# Problems to work on:
A) From the Axis Bank article, list every rupee amount given in crore.
B) According to the Axis Bank article, who is the bank's managing director and chief executive officer?
C) Summarize the Axis Bank article in two sentences.

# Text shown:
──────────

Brokerages Raise Price Targets On Axis Bank After Q2 Results
What do analysts make of Axis Bank’s Q2 results...
Most analysts raised price targets on Axis Bank Ltd. after second quarter, citing prudent provisioning and a strong balance sheet.
The Mumbai-based private lender returned to profitability in the quarter ended September. Its net profit stood at Rs 1,683 crore compared with a net loss of Rs 112 crore a year ago.
The lender's net interest income, or core income, rose 20% year-on-year to Rs 7,326 crore. Asset quality improved sequentially, while the bank made cumulative provisions worth Rs 4,580 crore during the quarter.
According to Amitabh Chaudhry, managing director and chief executive officer, Axis Bank now has a provisioning buffer worth Rs 10,839 crore for any possible slippage in the future.
That even prompted analysts to either remain bullish or upgrade their investment recommendations for the private lender.

──────────

# Dataset content:
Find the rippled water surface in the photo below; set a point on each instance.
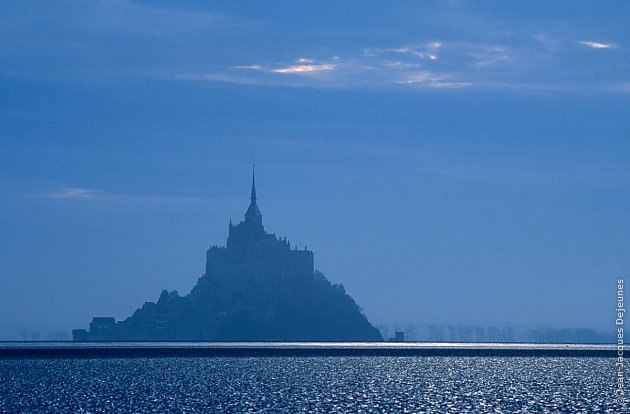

──────────

# Solutions below:
A)
Rs 1,683 crore
Rs 112 crore
Rs 7,326 crore
Rs 4,580 crore
Rs 10,839 crore

B) Amitabh Chaudhry

C) Axis Bank returned to profitability in the quarter ended September, posting a net profit of Rs 1,683 crore against a net loss of Rs 112 crore a year earlier, while its net interest income rose 20% to Rs 7,326 crore and asset quality improved sequentially. Citing prudent provisioning and a strong balance sheet, including a provisioning buffer of Rs 10,839 crore, most analysts raised their price targets on the lender, and they either stayed bullish or upgraded their recommendations.